**Task directions**
Word for word, return every record.
————————
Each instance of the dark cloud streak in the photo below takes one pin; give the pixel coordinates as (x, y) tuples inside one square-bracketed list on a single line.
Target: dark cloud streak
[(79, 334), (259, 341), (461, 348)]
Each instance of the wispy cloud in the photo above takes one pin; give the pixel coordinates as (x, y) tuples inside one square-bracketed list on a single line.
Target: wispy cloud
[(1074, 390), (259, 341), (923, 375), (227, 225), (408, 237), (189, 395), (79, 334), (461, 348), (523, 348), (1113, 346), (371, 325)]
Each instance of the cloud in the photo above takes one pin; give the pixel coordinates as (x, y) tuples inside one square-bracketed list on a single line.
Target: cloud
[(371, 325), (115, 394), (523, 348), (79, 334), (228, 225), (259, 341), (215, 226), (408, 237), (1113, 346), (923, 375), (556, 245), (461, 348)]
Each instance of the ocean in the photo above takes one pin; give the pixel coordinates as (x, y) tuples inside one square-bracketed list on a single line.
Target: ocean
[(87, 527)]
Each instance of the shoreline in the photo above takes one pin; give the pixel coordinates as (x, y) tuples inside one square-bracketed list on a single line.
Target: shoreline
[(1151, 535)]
————————
**Response area**
Each instance of the dark cloud streak in the photo below takes one pin; give the pixel coordinates as (x, y) tuples inside one square-bracketed list on a single line.
Target: dark cloud streak
[(79, 334), (259, 341), (461, 348)]
Each instance of the wispy cloud in the photo above takes one pin; give the pixel coordinates as (x, y) tuples inside one square-bracketed list on a single line.
Target: wispy cloud
[(1074, 390), (259, 341), (923, 375), (227, 225), (408, 237), (189, 395), (79, 334), (461, 348), (523, 348), (1113, 346), (371, 325)]
Each instance of the cloud in the photo above takes one pin; give the pixel coordinates as (x, y) tuples inside one square-bracketed list on a single line.
Target: cloud
[(371, 325), (115, 394), (523, 348), (79, 334), (228, 225), (259, 341), (215, 226), (408, 237), (1113, 346), (923, 375), (556, 245), (461, 348)]
Each instance of the ocean in the photo above takes one pin; give the pixel coordinates as (x, y) tuples inside one square-bracketed list on a single line.
Target: ocean
[(87, 527)]
Each instance of the shoreline in the photo above takes one pin; give the pixel coordinates as (x, y) tuples inside one square-bracketed list on a single line.
Target: shoreline
[(1151, 535)]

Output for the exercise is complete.